**Data to process**
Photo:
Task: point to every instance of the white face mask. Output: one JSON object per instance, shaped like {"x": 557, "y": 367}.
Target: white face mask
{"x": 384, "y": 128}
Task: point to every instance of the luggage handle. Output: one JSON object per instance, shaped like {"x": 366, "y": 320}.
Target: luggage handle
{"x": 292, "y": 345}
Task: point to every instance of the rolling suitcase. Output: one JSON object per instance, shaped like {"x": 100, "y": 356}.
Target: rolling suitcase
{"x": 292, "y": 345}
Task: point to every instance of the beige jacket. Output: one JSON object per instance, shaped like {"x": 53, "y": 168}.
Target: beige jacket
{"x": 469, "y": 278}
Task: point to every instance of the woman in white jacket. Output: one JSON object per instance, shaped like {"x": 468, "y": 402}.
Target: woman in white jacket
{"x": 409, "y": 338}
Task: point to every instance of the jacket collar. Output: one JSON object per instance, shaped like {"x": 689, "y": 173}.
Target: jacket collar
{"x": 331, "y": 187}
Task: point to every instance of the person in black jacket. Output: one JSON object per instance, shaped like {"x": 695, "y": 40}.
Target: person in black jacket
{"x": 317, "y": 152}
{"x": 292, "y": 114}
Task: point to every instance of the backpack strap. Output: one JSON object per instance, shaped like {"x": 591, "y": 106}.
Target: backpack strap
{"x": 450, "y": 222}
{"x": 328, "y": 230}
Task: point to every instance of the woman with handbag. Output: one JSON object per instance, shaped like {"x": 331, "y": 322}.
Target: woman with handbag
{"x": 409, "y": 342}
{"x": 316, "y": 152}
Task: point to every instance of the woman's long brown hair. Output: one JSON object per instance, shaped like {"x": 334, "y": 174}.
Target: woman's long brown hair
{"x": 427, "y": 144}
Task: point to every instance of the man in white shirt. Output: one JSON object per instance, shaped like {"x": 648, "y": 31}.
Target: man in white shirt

**Requirements**
Reproduce all of the records above word for word, without changing or leaving out anything.

**Exercise result**
Photo:
Task: point to every instance of the white face mask. Output: one JSON object per instance, shaped like {"x": 557, "y": 367}.
Target: white face mask
{"x": 384, "y": 128}
Task: point to every instance of the luggage handle. Output: one JSON object per instance, shaped like {"x": 366, "y": 320}.
Target: luggage handle
{"x": 292, "y": 345}
Task: point to every instance of the rolling suitcase. Output: one JSON object per instance, shaped like {"x": 100, "y": 356}.
Target: rolling suitcase
{"x": 292, "y": 345}
Task: point to every instance of the beige jacket. Output: one JSON object per instance, shaped like {"x": 53, "y": 168}.
Target: beige jacket
{"x": 469, "y": 278}
Task: point to every instance of the woman in white jacket. Output: one JSON object per instance, shaped like {"x": 468, "y": 402}.
Target: woman in white jacket
{"x": 409, "y": 338}
Task: point to every instance of the jacket collar. Output: one JSON object per instance, shaped like {"x": 689, "y": 173}.
Target: jacket collar
{"x": 331, "y": 187}
Task: point to every instance of the person in black jacket. Output: one JSON object per instance, shaped like {"x": 695, "y": 40}.
Target: person in black jacket
{"x": 317, "y": 152}
{"x": 292, "y": 114}
Task: point to every instance of the backpack strap. Output: one JSON object per instance, shaped like {"x": 591, "y": 106}.
Target: backpack strap
{"x": 450, "y": 222}
{"x": 328, "y": 230}
Task: point to every instance of the woman with handbag. Output: one JSON object per instance, shaped like {"x": 331, "y": 322}.
Target: woman with handbag
{"x": 409, "y": 342}
{"x": 316, "y": 152}
Task: point to every instance of the woman's long brown hair. Output: one JSON object per instance, shaped like {"x": 334, "y": 174}.
Target: woman's long brown hair
{"x": 427, "y": 144}
Task: point to every instance of the man in white shirt. Output: one JSON object per instance, shaped like {"x": 648, "y": 31}.
Target: man in white shirt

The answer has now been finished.